Kutipan Dokumen:
########

Gugatan keberatan terhadap putusan KPPU diajukan di Pengadilan Negeri (PN) yang wilayah hukumnya meliputi tempat kedudukan hukum usaha pelaku usaha tersebut. Ini berbeda dengan pengajuan gugatan perdata pada umumnya, dimana gugatan dilakukan di pengadilan di tempat tinggal tergugat (actor sequitur forum rei) sesuai dengan Pasal 118 ayat (1) HIR. Asas actor sequitur forum rei tidak dapat diterapkan dalam pengajuan keberatan terhadap putusan KPPU, sehingga domisili hukum KPPU tidak menjadi syarat untuk menentukan kompetensi relatif PN dalam perkara keberatan.[16]

  • Status Pegawai KPPU


Persoalan terkait status pegawai KPPU, Kelsen mengatakan bahwa “he is an organ because and is so far as he performs a law creating or law appying action.”[17] Contoh hakim adalah lembaga negara dalam arti sempit karena seorang hakim dipilih dan ditunjuk sesuai fungsinya. Hakim harus bertugas sesuai jabatannya secara profesional dan berhak menerima pembayaran reguler atau gaji dari negara (keuangan negara).[18] Kekayaan negara berasal dari pendapatan negara (the state as subject as property is the fiscus), pendapatan negara bersumber dari impost dan taxes yang dibayar oleh warga negara.[19]

Sekretariat KPPU sebagai pendukung kelancaran pelaksanaan tugas KPPU sampai saat ini tidak termasuk dalam jabatan pegawai negeri dan belum ada penyetaraan eselonisasi. Hal itu berdampak pada sistem pendukung KPPU yang tidak terintegrasi dengan sistem kelembagaan dan kepegawaian nasional, padahal pembiayaan operasional KPPU bersumber dari APBN.[20]

           Hal tersebut juga berdampak terhadap tidak jelasnya rekrutmen dan status pegawai, pembinaan karir, serta tidak tepatnya kedudukan Sekretaris KPPU selaku lembaga pendukung administrasi dan teknis. Apabila hal ini terus dibiarkan, Sekretariat KPPU akan ditinggalkan pegawai satu per satu karena pegawai sekretariat akan diperlakukan sebagai pegawai honorer meskipun telah bekerja lebih dari 10 tahun di KPPU.[21] Oleh karenanya, ada banyak pegawai KPPU memilih resign lantaran status mereka sebagai pegawai tidak jelas. Bekerja seperti menjadi pengacara di bidang hukum persaingan usaha lazim dilakukan para mantan pegawai KPPU yang telah lama mengabdi baik sebagai staf pada jabatan struktural maupun jabatan fungsional selaku investigator.[22] Jika berdasarkan pandangan Hans Kelsen, seharusnya pegawai di organ/ lembaga negara mendapatkan upah dari negara, atau menjadi pegawai negeri sipil (PNS).

########

Cuplikan entri segmentasi:
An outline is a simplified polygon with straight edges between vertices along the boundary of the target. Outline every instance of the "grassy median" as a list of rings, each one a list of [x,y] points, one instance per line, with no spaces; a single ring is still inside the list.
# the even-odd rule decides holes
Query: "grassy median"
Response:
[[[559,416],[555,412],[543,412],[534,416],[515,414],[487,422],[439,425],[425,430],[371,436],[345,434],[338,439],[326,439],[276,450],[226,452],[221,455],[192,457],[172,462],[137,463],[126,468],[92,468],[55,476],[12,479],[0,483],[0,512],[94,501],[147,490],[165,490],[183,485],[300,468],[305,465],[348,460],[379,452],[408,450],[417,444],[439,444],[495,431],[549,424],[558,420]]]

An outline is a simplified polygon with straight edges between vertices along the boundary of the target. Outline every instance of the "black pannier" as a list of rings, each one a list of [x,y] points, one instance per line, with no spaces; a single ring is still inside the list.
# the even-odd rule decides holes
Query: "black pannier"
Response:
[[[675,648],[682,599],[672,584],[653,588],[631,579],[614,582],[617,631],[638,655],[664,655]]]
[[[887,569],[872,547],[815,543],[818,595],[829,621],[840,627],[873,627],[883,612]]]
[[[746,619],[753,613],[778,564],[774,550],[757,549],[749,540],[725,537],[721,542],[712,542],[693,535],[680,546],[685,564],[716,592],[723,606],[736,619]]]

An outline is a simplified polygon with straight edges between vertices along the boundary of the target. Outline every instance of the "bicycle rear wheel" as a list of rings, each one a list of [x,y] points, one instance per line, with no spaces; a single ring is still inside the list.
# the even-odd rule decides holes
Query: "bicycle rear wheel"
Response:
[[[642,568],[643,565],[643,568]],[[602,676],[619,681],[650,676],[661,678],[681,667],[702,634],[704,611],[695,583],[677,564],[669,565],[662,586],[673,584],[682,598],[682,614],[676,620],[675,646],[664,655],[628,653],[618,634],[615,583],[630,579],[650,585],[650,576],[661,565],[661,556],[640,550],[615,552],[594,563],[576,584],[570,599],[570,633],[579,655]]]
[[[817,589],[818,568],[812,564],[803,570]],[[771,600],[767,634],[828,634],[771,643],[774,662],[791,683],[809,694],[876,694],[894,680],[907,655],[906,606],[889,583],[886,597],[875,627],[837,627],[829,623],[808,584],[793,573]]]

########

Tugas Tertulis:
a. Jawablah pertanyaan berikut berdasarkan teks tentang KPPU.
(i) Di pengadilan negeri mana gugatan keberatan terhadap putusan KPPU diajukan?
(ii) Dari mana pembiayaan operasional KPPU bersumber?
(iii) Dari mana pendapatan negara bersumber?
b. Sebutkan ketiga hal yang tercantum dalam kalimat teks tentang KPPU yang diawali "Hal tersebut juga berdampak terhadap".
c. Teruskan teks tentang KPPU mulai dari bagian sesudah kalimat terakhirnya.

Jawaban Latihan:
a.
(i) Gugatan itu diajukan di Pengadilan Negeri yang wilayah hukumnya meliputi tempat kedudukan hukum usaha pelaku usaha tersebut.
(ii) Pembiayaan operasional KPPU bersumber dari APBN.
(iii) Pendapatan negara bersumber dari impost dan taxes yang dibayar oleh warga negara.

b.
Ketiga hal tersebut adalah:
- tidak jelasnya rekrutmen dan status pegawai
- pembinaan karir
- tidak tepatnya kedudukan Sekretaris KPPU selaku lembaga pendukung administrasi dan teknis

c.
Demikian kedudukan KPPU dalam penegakan persaingan usaha. Diperlukan kejelasan terkait status pegawai KPPU dan hukum acara persaingan usaha.




[1] Alum Simbolon, “Kedudukan Hukum Komisi Pengawas Persaingan Usaha Melaksanakan Wewenang Penegakan Hukum Persaingan Usaha,” Mimbar Hukum, Volume 24, Nomor 3, Oktober 2012, hlm. 531.
[2] Retno Mawarini Sukmariningsih, “Penataan Lembaga Negara Mandiri dalam Struktur Ketatanegaraan Indonesia”, Mimbar Hukum, Volume 26, Nomor 2, 2014, hlm. 201.
[3] Ibid., hlm. 203.
[4] Imam Suhadi, “Hukum dan Kekuasaan”, Jurnal Hukum, Volume 3, Nomor 6, 2000, hlm. 45.
[5] Ibid., hlm. 192
[6] Alum Simbolon, “Kedudukan Hukum Komisi Pengawas Persaingan Usaha Melaksanakan Wewenang Penegakan Hukum Persaingan Usaha,” Mimbar Hukum, Volume 24, Nomor 3, Oktober 2012, hlm. 530.
[7] Lihat Pasal 35 huruf a, b, c, d tentang tugas KPPU dan Pasal 36 huruf a sampai l tentang wewenang KPPU, dan dipertegas lagi oleh Keppres Nomor 75 Tahun 1999. 
[8] Luthfiya Nazla Marpaung, “Independensi Komisi Pengawas Persaingan Usaha (KPPU) sebagai Lembaga Pengawas Persaingan Usaha Berdasarkan Tinjauan Yuridis Undang-undang Nomor 5 Tahun 1999)”, Jurnal, Fakultas Hukum Universitas Sumatera Utara, 2018, hlm. 20. 
[9] Syamsul Maarif, “Workshop Hakim: Peranan Pengadilan dalam Penegakan Hukum Persaingan (1)” diakses dari http://www.kppu.go.id/id/blog/2013/05/workshop-hakim-peranan-pengadilan-dalam-penegakan-hukum-persaingan-1/ tanggal 10 November 2019.
[10] Luthfiya Nazla Marpaung, Op cit., hlm. 21.
[11] Alum Simbolon, “Kedudukan Hukum Komisi Pengawas Persaingan Usaha Melaksanakan Wewenang Penegakan Hukum Persaingan Usaha,” Mimbar Hukum, Volume 24, Nomor 3, Oktober 2012, hlm. 532.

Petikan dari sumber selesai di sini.